• _Teks Bacaan_:
====
"Eh, nanti jadi datang ke pengajian di masjid kan?"
"In syaa Allah..."
"Besok kamu jadi berangkat ke Jakarta?"
"In syaa Allah..."
"Jangan lupa ya nanti datang ke rumah."
"In syaa Allah."
Betapa seringnya kita mengucapkan "in syaa Allah", sekaligus seringkali pula kita menyalahgunakan fungsinya. Kata "in syaa Allah" secara harfiah artinya "jika Allah berkehendak" atau "jika Allah menghendaki".
Sebagai manusia, kita hanya bisa berusaha. Sedangkan yang membuat segala sesuatunya dapat terjadi adalah atas kehendak Allah.
Dalam penggunaannya, kata "in syaa Allah" memiliki 2 fungsi yang benar, dan 1 fungsi yang salah:
1. Fungsi yang Benar: Untuk Menekankan Kepastian
Fungsi yang benar dari penggunaan kata "in syaa Allah" yang pertama adalah untuk menekankan kepastian. Rasulullah SAW bersabda dalam saat ziarah ke pemakama Baqi,
"Dan kami 'in syaa Allah' akan menyusul kalian (wahai penghuni kuburan)" (HR. Muslim).
====
• _Uji Pemahaman_:
1. Tulis ulang secara lebih ringkas paragraf yang diawali "Betapa seringnya kita mengucapkan" dalam teks tentang ucapan 'in syaa Allah', tanpa menghilangkan fakta utamanya.
2. Salin kata demi kata seluruh bagian teks tentang ucapan 'in syaa Allah' mulai dari "Betapa seringnya kita" turun hingga "atas kehendak Allah.".
====
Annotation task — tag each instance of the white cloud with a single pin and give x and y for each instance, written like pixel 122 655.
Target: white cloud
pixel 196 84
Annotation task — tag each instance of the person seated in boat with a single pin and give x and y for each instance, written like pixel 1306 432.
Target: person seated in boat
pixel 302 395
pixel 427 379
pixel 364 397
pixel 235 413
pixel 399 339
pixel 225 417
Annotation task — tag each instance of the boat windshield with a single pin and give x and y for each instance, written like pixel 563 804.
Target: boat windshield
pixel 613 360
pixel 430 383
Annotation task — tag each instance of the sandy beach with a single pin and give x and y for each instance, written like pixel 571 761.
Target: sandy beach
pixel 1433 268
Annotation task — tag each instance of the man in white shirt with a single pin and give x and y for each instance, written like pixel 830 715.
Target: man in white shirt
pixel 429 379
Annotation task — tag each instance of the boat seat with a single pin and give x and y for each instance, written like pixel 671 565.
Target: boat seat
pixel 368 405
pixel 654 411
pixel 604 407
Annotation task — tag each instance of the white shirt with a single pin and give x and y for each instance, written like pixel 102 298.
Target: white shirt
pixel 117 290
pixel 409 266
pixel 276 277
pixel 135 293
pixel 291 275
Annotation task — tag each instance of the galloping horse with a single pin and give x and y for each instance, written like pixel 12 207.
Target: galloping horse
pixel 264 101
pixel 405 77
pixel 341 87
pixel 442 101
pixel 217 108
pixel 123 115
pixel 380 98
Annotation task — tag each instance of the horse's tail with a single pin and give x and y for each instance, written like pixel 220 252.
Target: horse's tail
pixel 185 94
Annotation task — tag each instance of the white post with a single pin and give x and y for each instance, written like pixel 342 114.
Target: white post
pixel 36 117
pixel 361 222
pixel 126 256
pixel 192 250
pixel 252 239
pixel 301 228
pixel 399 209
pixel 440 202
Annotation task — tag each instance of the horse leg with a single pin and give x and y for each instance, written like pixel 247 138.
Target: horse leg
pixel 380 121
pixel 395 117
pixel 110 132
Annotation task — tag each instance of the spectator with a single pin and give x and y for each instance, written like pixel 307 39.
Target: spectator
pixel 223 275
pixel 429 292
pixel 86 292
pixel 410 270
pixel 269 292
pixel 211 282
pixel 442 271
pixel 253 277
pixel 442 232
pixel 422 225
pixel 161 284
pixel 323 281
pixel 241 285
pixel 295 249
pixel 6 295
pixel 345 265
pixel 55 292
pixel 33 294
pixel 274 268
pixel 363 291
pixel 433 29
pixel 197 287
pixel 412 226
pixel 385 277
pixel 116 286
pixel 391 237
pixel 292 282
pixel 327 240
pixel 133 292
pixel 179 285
====
• _Kunci Jawaban_:
1. Kita sering mengucapkan "in syaa Allah", tetapi sering pula menyalahgunakan fungsinya. Secara harfiah, ucapan itu berarti "jika Allah berkehendak" atau "jika Allah menghendaki".

2.
Betapa seringnya kita mengucapkan "in syaa Allah", sekaligus seringkali pula kita menyalahgunakan fungsinya. Kata "in syaa Allah" secara harfiah artinya "jika Allah berkehendak" atau "jika Allah menghendaki".
Sebagai manusia, kita hanya bisa berusaha. Sedangkan yang membuat segala sesuatunya dapat terjadi adalah atas kehendak Allah.